Reading text
<<<<

Four years ago, in an effort to understand why I found so many of the design decisions in the 4th Edition of Dungeons & Dragons antithetical to what I wanted from a roleplaying game, I wrote an essay about “Dissociated Mechanics”. At the time, I was still struggling to both define and come to grips with what that concept meant. I was also, simultaneously, quantifying and explaining my reaction to 4th Edition (which had just been released).
Ultimately, I hit on something that rang true. I had found the definition of something that was deeply problematic for a lot of people. The term “dissociated mechanic” caught on and became widely used. (And not just in discussions about 4th Edition.)
As a result, hundreds of people are linked to the original “Dissociated Mechanics” essay every month. They come looking for an explanation of what the term means.
Unfortunately, the original essay is not particularly good.
I say this both as a matter of self-reflection and as a matter of empirical evidence: The essay is unclear because I was still struggling to understand the term myself. And because it was written as a reaction to 4th Edition, it immediately alienates people with a personal stake in the edition wars. The result is that a lot of people come away from the essay with a confused, inadequate, or completely erroneous understanding of the term.
Which is why links to the original essay are being redirected here: I’m attempting to provide a better and clearer primer for those interested in understanding what dissociated mechanics are, why they’re deeply problematic for many people, and how they can be put to good use.
If you’re interested in reading the original essay, you can still find it here.
A SIMPLE DEFINITION
An associated mechanic is one which has a direct connection to the game world. A dissociated mechanic is one which is disconnected from the game world.
The easiest way to perceive the difference is to look at the player’s decision-making process when using the mechanic: If the player’s decision can be directly equated to a decision made by the character, then the mechanic is associated. If it cannot be directly equated, then it is dissociated.

>>>>

Objectives
A. Repeat the passage of the dissociated mechanics text starting at "Which is why" and ending at "from the game world.".
B. According to the dissociated mechanics text, what is an associated mechanic?
C. The dissociated mechanics text describes a primer for readers who want to understand certain things about dissociated mechanics. List each of those things.

Extracted entries

<<<<

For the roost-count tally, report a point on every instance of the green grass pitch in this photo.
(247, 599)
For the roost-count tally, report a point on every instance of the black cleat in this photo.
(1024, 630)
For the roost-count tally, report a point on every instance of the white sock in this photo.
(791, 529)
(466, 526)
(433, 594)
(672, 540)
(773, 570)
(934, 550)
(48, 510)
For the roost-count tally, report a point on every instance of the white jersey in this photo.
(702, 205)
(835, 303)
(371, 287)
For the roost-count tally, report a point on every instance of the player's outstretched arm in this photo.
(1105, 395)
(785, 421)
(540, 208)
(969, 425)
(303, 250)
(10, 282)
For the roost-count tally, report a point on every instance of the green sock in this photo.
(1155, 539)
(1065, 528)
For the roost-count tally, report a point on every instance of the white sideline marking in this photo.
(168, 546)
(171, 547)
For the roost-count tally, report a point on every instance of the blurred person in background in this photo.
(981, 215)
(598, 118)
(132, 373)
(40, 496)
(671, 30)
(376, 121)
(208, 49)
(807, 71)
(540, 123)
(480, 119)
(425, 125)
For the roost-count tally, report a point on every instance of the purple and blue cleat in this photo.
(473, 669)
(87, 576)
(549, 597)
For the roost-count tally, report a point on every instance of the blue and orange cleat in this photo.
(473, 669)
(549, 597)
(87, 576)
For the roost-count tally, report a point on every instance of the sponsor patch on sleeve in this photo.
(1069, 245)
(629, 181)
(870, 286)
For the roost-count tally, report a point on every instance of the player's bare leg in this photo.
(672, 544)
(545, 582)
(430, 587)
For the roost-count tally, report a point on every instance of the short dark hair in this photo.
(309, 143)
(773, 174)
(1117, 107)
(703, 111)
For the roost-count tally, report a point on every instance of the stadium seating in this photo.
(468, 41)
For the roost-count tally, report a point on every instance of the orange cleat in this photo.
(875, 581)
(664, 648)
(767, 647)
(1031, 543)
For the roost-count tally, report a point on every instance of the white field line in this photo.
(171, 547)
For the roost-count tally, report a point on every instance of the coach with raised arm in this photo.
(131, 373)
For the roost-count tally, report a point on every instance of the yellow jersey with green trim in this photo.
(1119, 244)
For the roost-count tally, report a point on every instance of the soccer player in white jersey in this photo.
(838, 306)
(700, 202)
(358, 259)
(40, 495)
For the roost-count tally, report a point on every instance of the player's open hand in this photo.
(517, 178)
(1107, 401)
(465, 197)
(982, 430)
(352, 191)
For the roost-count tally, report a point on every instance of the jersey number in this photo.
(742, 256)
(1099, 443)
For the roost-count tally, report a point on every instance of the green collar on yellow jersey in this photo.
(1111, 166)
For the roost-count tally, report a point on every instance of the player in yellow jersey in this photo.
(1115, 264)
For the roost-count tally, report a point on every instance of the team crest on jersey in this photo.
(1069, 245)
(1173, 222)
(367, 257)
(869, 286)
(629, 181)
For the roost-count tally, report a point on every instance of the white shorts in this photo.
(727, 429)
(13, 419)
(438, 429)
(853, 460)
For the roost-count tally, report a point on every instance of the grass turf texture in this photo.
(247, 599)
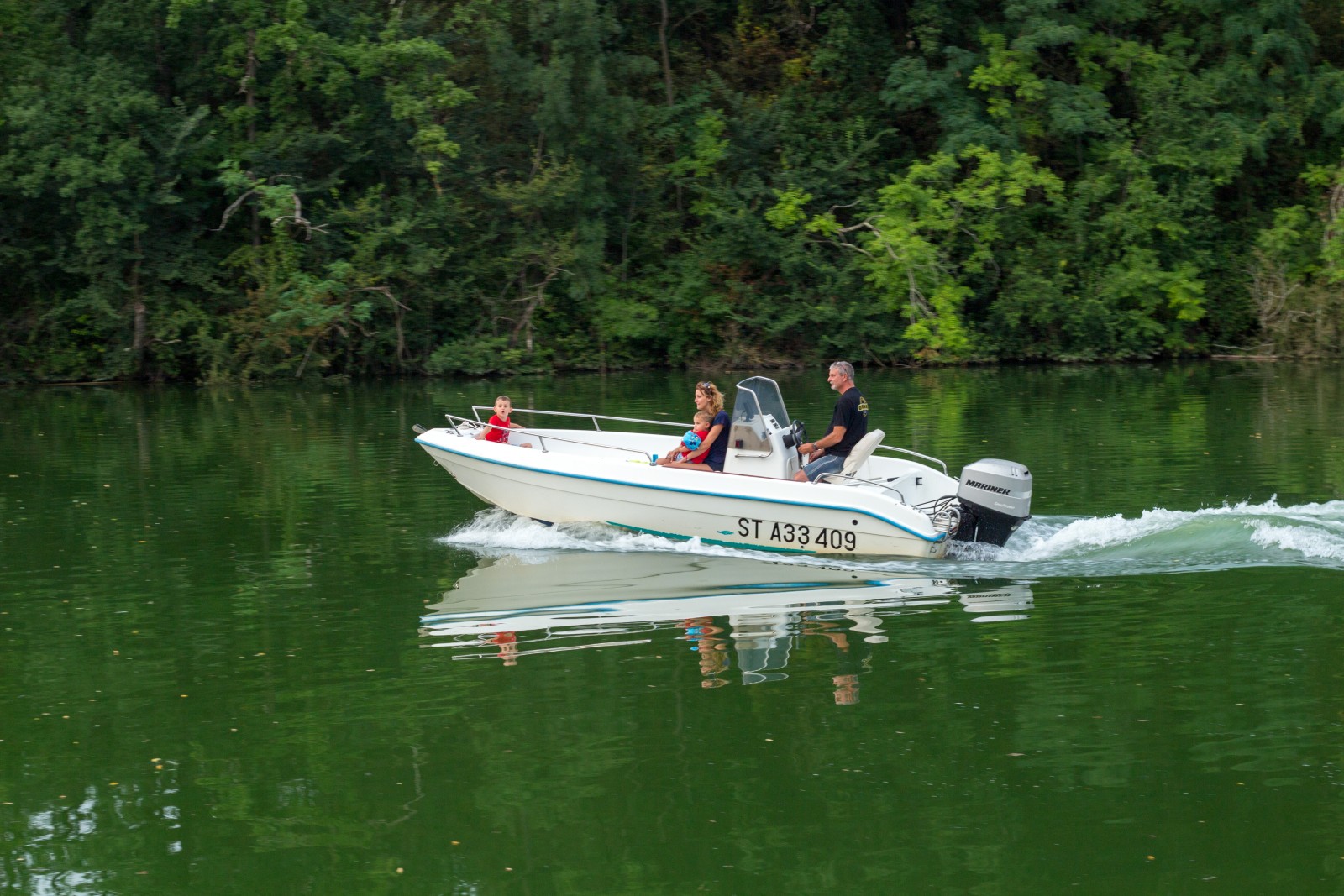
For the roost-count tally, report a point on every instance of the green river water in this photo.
(255, 641)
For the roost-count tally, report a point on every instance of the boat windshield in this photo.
(757, 396)
(765, 396)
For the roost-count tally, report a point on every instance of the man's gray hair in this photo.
(844, 367)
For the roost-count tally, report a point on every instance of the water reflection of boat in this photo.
(544, 602)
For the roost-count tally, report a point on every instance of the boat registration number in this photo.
(803, 537)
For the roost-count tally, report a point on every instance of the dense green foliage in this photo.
(250, 188)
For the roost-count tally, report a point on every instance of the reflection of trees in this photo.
(250, 555)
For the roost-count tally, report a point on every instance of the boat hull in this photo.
(718, 508)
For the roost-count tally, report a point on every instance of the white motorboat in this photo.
(889, 501)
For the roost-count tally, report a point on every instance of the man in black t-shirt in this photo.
(848, 425)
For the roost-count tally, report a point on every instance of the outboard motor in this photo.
(995, 500)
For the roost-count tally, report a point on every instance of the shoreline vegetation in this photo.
(249, 190)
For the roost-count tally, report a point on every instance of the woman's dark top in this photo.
(719, 450)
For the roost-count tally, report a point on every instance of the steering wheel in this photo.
(800, 432)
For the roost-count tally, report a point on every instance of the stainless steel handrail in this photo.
(542, 438)
(595, 418)
(925, 457)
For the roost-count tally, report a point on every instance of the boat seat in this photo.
(860, 452)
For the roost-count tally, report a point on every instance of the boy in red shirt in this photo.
(501, 425)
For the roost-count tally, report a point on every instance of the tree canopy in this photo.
(222, 190)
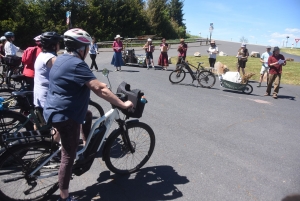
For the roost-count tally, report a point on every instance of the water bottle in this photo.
(143, 100)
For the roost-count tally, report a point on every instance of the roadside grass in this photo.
(295, 51)
(290, 72)
(154, 42)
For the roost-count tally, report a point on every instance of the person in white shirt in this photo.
(212, 51)
(43, 64)
(93, 53)
(9, 48)
(265, 67)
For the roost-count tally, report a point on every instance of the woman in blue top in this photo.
(93, 53)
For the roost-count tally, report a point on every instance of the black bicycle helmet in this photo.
(76, 38)
(50, 38)
(9, 34)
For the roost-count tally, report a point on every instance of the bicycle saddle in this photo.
(22, 93)
(18, 78)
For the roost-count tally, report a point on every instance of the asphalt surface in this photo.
(211, 144)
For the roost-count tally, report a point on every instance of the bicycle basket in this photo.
(13, 60)
(134, 96)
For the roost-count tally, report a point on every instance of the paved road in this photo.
(211, 144)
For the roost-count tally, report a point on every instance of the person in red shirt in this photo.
(117, 60)
(28, 71)
(275, 62)
(163, 58)
(182, 48)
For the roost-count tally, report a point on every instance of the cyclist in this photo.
(43, 64)
(70, 82)
(2, 52)
(29, 60)
(10, 48)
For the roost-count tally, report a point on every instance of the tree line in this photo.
(103, 19)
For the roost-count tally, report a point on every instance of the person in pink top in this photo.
(117, 60)
(163, 58)
(182, 48)
(275, 62)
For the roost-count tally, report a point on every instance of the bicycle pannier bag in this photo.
(134, 96)
(12, 60)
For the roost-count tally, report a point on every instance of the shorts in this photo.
(149, 55)
(242, 64)
(264, 70)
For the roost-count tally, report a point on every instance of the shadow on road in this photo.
(239, 92)
(149, 184)
(193, 85)
(286, 97)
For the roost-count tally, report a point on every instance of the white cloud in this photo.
(292, 30)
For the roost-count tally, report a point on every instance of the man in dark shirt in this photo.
(275, 62)
(70, 82)
(182, 48)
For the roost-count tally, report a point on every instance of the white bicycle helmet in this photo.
(76, 38)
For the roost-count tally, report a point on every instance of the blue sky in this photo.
(265, 22)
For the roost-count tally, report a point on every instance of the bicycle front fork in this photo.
(125, 136)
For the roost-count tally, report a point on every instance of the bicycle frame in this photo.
(107, 119)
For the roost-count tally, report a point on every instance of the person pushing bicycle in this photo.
(70, 82)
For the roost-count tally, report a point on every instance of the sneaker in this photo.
(68, 199)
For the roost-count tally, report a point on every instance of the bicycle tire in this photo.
(96, 110)
(204, 77)
(115, 149)
(11, 120)
(248, 89)
(6, 92)
(21, 187)
(177, 76)
(1, 79)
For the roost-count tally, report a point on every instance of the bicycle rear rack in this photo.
(26, 136)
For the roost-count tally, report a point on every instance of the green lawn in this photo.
(295, 51)
(290, 74)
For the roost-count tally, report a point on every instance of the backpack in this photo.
(29, 56)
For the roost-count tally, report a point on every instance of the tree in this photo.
(159, 19)
(176, 11)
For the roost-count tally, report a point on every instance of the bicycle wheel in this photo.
(6, 92)
(177, 76)
(18, 162)
(1, 79)
(11, 121)
(206, 79)
(117, 155)
(96, 110)
(248, 89)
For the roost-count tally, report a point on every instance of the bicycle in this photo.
(34, 175)
(205, 78)
(13, 122)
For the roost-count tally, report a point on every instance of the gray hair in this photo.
(75, 53)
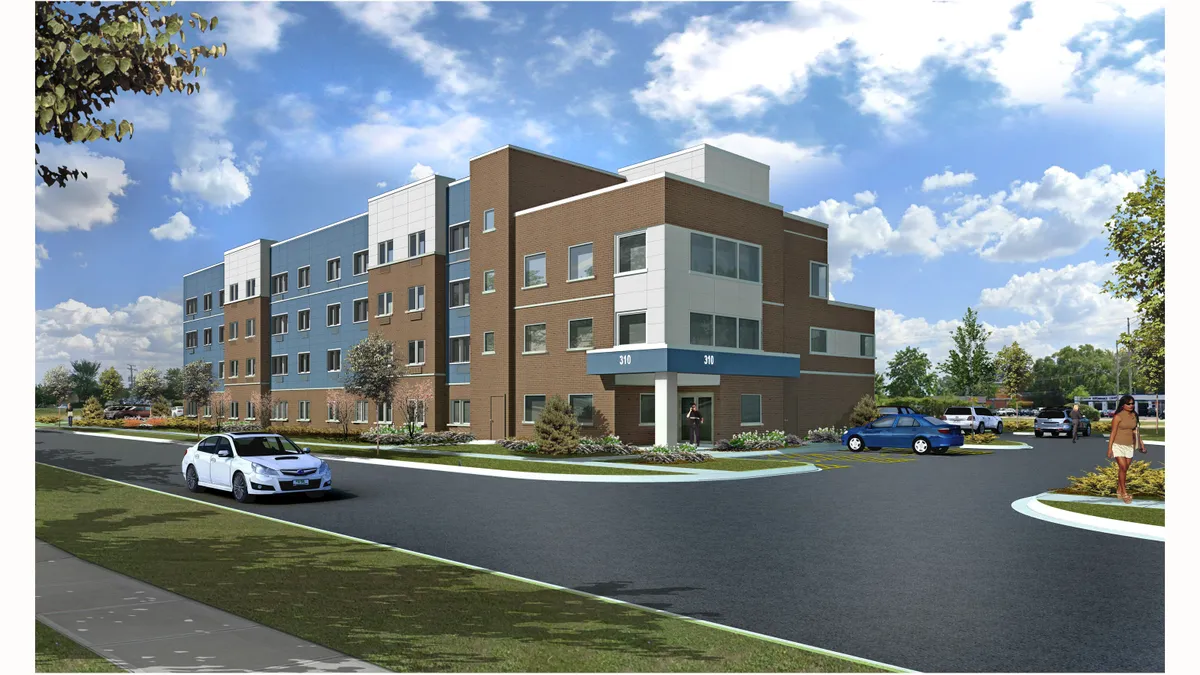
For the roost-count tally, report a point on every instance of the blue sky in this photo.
(964, 154)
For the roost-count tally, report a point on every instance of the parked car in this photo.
(255, 463)
(973, 418)
(1057, 420)
(923, 434)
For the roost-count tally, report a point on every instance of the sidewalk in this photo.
(143, 628)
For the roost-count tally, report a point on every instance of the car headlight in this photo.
(263, 470)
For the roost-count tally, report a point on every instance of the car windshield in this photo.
(264, 446)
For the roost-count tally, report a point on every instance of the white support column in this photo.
(666, 408)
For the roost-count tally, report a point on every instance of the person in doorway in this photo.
(1122, 440)
(694, 420)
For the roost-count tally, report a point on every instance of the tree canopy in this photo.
(82, 60)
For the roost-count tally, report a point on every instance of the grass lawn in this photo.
(399, 610)
(1131, 514)
(58, 653)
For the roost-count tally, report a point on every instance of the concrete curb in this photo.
(1033, 508)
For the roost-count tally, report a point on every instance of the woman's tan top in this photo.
(1125, 423)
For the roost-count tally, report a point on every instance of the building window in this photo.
(751, 408)
(533, 407)
(460, 348)
(417, 244)
(535, 339)
(819, 280)
(417, 298)
(582, 406)
(631, 252)
(646, 410)
(384, 304)
(460, 413)
(460, 238)
(535, 270)
(415, 352)
(460, 293)
(867, 346)
(819, 341)
(631, 329)
(579, 334)
(579, 262)
(748, 334)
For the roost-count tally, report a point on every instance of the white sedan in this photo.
(255, 463)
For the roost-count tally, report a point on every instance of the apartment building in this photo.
(633, 294)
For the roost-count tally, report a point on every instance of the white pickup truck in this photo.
(975, 419)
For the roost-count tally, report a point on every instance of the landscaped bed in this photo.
(399, 610)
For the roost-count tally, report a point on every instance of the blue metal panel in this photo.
(693, 360)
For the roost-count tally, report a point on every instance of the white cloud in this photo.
(948, 179)
(419, 172)
(539, 132)
(177, 228)
(723, 67)
(144, 333)
(396, 23)
(85, 202)
(253, 28)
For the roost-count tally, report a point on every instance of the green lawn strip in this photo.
(58, 653)
(1129, 514)
(399, 610)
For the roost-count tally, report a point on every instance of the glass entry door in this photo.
(705, 404)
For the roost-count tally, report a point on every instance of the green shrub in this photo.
(864, 411)
(557, 430)
(1140, 479)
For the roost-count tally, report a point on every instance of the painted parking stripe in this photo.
(516, 578)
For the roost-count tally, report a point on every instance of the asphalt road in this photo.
(922, 565)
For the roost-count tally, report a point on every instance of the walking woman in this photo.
(1122, 440)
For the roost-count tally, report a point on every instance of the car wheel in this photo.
(193, 482)
(239, 489)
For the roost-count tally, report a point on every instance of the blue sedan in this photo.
(919, 432)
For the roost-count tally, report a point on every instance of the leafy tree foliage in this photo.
(911, 374)
(82, 60)
(1138, 237)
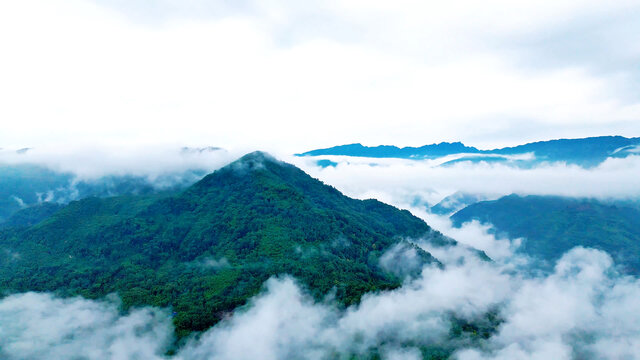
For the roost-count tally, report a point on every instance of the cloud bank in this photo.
(406, 182)
(292, 76)
(582, 309)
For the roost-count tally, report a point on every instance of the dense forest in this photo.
(205, 250)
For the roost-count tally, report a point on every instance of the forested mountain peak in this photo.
(206, 250)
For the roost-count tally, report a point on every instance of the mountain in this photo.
(552, 225)
(24, 185)
(387, 151)
(457, 201)
(585, 152)
(206, 250)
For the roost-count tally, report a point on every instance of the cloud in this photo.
(36, 326)
(406, 183)
(91, 162)
(582, 308)
(291, 76)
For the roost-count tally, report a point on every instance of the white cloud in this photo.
(410, 73)
(582, 307)
(407, 183)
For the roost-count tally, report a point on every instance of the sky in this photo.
(290, 76)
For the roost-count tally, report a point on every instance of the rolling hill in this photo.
(206, 250)
(553, 225)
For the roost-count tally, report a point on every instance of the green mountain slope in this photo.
(552, 225)
(206, 250)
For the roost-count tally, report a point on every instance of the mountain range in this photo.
(203, 251)
(552, 225)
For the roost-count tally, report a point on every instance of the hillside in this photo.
(553, 225)
(206, 250)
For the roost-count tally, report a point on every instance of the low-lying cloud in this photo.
(581, 309)
(405, 182)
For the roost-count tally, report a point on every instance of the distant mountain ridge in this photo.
(586, 151)
(207, 249)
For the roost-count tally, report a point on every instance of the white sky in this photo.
(293, 76)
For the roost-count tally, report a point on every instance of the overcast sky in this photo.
(291, 75)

>>>>

Solved tasks
A.
Which is why links to the original essay are being redirected here: I’m attempting to provide a better and clearer primer for those interested in understanding what dissociated mechanics are, why they’re deeply problematic for many people, and how they can be put to good use.
If you’re interested in reading the original essay, you can still find it here.
A SIMPLE DEFINITION
An associated mechanic is one which has a direct connection to the game world. A dissociated mechanic is one which is disconnected from the game world.

B. An associated mechanic is one which has a direct connection to the game world.

C.
- What dissociated mechanics are
- Why they're deeply problematic for many people
- How they can be put to good use